→ Records from a point labeling set
• • • • • • •
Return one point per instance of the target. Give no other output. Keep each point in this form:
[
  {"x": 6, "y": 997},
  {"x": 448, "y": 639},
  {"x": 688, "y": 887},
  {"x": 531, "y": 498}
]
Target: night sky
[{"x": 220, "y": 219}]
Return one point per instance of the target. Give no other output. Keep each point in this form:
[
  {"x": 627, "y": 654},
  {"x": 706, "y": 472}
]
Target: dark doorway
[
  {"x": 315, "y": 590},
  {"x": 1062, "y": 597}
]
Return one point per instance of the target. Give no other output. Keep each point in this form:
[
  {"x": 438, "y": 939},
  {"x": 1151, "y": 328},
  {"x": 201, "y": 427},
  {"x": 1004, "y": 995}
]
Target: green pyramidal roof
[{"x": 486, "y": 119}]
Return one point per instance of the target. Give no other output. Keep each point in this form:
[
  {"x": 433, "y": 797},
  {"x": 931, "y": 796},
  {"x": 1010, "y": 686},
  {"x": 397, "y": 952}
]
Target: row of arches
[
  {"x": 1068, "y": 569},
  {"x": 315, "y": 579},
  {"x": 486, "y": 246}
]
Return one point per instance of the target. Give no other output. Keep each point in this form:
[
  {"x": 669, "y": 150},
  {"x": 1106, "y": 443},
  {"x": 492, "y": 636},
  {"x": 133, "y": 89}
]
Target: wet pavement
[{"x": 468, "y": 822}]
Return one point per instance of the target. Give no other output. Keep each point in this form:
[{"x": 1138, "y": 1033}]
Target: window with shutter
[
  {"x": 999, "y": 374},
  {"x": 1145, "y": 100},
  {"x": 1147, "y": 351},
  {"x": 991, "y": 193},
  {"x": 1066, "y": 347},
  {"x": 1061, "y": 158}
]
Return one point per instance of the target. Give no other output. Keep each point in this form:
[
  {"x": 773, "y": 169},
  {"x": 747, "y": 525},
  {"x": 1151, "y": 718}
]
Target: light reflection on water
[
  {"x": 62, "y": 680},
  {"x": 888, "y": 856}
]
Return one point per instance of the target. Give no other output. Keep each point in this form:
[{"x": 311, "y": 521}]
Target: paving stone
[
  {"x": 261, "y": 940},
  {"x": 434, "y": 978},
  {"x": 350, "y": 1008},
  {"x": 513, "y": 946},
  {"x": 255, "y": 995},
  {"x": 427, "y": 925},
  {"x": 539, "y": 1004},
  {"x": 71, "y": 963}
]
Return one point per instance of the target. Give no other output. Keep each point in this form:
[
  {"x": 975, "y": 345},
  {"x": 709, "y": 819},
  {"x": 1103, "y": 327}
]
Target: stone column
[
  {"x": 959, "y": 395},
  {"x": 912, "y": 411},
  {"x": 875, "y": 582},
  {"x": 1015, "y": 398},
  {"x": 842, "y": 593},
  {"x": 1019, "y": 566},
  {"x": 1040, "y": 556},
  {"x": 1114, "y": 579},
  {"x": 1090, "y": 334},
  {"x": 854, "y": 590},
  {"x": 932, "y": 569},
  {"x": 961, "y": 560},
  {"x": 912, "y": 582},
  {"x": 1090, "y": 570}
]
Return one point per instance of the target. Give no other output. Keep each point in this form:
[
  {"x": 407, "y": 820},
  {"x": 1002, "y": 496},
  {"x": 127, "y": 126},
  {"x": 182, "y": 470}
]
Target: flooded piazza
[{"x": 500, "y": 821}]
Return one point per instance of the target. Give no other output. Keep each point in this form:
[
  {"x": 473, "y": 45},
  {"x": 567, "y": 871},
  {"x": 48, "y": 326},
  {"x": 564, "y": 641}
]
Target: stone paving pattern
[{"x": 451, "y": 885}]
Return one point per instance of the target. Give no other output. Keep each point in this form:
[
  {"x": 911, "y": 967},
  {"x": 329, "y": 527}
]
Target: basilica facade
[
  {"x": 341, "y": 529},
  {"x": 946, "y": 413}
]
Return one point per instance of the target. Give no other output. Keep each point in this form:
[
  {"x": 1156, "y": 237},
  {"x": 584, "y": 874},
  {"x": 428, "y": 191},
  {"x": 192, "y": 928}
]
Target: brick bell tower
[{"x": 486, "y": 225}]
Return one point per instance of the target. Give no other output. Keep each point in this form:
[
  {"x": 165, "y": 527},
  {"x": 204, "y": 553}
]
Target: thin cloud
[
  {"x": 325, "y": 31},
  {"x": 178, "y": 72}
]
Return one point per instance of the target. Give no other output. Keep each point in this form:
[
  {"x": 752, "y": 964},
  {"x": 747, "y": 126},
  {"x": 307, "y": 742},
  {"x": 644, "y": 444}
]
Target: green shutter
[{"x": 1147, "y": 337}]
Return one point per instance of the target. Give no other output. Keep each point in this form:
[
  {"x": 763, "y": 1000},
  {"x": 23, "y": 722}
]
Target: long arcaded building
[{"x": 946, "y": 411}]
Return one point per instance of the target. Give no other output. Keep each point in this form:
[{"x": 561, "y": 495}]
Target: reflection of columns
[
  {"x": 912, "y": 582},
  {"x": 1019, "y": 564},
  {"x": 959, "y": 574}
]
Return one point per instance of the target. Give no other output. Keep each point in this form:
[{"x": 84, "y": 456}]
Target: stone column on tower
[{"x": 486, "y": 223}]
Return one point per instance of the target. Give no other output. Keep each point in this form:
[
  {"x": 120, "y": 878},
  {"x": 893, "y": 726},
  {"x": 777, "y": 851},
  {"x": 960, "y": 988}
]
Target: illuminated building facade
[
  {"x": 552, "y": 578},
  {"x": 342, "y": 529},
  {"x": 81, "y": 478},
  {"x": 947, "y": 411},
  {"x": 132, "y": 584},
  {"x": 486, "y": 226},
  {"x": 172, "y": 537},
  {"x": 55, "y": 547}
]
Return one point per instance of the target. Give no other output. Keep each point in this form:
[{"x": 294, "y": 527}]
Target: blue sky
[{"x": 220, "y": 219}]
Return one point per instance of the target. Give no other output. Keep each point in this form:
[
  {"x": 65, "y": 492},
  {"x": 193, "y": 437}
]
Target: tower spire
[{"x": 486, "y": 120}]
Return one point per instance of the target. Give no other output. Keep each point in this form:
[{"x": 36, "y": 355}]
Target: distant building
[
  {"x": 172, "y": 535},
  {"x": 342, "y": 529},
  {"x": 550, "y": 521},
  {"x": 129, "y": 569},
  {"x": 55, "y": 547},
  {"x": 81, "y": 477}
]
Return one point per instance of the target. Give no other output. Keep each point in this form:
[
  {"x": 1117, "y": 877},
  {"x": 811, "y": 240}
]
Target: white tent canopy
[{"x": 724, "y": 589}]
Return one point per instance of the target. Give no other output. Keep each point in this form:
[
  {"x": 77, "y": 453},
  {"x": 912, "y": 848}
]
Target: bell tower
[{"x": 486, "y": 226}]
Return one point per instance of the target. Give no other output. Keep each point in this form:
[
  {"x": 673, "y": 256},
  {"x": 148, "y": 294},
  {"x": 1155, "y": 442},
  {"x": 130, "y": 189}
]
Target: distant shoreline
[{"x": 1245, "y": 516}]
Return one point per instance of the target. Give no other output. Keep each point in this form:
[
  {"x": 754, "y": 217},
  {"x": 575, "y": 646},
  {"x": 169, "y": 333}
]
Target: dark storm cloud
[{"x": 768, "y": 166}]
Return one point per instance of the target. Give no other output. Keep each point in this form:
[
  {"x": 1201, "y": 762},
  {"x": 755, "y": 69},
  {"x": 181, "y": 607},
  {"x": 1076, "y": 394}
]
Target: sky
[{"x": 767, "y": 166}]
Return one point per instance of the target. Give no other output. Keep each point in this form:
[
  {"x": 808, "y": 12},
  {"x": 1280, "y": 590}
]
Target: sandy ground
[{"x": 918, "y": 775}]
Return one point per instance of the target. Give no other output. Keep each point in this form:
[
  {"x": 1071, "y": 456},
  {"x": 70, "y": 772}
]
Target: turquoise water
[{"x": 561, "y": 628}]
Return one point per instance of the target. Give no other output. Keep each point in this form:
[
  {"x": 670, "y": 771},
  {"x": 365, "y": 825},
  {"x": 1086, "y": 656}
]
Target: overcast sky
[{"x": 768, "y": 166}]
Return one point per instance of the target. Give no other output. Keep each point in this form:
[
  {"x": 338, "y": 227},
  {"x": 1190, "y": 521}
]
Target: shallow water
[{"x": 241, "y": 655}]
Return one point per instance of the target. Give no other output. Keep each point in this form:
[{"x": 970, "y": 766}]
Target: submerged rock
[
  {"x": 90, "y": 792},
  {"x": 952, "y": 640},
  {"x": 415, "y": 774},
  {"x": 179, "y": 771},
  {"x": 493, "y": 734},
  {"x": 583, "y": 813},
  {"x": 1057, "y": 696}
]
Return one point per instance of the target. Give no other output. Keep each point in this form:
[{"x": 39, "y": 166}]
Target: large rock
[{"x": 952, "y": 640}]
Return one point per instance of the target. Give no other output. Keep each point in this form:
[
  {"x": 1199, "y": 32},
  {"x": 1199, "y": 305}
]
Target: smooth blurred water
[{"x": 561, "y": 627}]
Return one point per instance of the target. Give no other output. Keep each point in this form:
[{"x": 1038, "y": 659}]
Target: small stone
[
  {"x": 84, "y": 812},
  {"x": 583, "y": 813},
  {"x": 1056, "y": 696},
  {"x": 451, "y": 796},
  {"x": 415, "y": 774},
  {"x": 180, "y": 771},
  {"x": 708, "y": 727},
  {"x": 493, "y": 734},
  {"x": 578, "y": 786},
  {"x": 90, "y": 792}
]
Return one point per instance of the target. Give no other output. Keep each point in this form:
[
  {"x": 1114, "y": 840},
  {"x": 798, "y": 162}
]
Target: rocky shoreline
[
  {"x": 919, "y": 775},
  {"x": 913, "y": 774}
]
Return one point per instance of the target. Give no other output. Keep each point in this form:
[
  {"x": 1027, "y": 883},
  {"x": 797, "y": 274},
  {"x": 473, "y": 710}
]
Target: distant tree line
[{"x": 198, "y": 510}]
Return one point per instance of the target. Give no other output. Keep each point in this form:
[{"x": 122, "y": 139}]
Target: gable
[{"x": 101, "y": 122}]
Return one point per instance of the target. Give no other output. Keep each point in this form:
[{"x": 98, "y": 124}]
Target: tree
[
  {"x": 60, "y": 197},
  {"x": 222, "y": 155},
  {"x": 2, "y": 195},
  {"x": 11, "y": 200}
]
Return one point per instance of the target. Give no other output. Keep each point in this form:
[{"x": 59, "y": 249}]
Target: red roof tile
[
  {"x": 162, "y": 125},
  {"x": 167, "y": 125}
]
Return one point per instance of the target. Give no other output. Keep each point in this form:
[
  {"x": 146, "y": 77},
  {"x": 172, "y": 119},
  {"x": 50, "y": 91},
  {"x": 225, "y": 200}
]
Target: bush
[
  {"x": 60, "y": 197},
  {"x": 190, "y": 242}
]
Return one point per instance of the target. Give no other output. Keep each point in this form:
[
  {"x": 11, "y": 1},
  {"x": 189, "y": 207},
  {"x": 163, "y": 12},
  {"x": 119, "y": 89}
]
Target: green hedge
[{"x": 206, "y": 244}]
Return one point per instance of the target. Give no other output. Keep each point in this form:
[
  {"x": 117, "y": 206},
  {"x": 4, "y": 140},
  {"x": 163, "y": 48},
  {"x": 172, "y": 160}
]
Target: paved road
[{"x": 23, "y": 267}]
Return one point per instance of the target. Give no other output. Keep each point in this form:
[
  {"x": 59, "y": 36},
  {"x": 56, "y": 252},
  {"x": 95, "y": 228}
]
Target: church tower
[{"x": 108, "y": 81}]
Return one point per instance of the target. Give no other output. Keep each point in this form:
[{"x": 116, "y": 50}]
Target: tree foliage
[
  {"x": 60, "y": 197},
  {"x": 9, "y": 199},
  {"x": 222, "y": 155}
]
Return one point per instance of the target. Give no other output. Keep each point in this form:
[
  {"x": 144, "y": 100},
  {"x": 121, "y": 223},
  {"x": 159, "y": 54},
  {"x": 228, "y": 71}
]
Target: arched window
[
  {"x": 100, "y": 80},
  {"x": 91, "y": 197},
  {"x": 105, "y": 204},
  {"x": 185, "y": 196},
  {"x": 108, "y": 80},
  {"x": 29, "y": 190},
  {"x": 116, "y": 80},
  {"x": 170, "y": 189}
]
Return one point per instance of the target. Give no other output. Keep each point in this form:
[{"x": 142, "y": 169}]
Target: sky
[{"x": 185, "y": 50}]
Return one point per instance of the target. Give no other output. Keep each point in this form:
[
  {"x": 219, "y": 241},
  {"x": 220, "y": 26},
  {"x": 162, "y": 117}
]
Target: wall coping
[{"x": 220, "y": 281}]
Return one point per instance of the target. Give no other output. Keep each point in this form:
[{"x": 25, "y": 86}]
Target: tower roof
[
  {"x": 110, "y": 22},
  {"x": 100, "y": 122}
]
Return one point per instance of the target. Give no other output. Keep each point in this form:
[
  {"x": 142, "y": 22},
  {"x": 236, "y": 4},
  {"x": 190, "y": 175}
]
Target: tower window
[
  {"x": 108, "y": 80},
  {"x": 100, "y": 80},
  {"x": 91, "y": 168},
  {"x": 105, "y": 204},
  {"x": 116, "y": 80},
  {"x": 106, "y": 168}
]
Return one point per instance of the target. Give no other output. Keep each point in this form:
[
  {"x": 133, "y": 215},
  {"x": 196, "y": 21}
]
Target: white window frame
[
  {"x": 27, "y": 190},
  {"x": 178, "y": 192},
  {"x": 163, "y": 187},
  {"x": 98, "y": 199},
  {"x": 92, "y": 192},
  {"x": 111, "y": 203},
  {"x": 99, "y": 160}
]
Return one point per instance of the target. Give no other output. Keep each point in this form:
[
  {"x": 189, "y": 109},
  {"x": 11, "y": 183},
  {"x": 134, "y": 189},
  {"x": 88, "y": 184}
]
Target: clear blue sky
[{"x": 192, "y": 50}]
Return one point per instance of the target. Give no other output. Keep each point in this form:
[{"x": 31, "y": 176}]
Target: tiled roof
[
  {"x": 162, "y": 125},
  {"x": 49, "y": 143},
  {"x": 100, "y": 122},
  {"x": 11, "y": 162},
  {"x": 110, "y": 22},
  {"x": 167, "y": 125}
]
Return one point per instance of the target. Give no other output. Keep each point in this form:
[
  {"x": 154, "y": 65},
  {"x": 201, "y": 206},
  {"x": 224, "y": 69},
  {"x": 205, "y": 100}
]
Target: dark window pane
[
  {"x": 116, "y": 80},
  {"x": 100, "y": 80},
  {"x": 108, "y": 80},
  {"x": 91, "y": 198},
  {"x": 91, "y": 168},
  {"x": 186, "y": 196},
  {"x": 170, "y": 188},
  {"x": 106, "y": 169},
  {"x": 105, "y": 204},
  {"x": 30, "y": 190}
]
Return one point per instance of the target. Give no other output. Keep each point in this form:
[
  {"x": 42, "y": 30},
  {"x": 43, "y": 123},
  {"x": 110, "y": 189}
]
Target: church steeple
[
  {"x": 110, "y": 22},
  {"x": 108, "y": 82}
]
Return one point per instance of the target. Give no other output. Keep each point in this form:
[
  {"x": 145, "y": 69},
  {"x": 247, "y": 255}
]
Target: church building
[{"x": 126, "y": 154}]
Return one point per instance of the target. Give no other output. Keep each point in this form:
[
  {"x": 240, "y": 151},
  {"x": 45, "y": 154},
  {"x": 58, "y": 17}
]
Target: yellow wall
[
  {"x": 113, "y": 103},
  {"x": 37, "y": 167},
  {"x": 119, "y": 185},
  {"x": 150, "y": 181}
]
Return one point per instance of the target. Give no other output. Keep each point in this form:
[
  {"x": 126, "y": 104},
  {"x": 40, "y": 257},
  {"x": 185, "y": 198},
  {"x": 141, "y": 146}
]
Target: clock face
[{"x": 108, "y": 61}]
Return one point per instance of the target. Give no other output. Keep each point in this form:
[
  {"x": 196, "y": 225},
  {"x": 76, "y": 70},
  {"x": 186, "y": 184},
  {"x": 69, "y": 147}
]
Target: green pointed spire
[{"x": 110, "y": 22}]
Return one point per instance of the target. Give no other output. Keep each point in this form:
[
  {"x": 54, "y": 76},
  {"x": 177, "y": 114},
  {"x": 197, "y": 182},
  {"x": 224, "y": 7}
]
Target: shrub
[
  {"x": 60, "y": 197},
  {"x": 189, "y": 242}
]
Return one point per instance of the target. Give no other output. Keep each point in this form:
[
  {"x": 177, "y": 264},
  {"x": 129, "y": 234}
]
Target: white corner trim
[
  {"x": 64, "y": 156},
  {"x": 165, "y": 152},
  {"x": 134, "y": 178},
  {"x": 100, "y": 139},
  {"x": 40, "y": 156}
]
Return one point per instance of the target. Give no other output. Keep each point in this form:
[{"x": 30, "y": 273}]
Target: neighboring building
• • • • • • •
→ AIM OF THE TASK
Pull out each line in the records above that contains the word "distant", and list those lines in the order they appear.

→ FULL OUTPUT
Target: distant building
Target: distant shoreline
Target: distant tree line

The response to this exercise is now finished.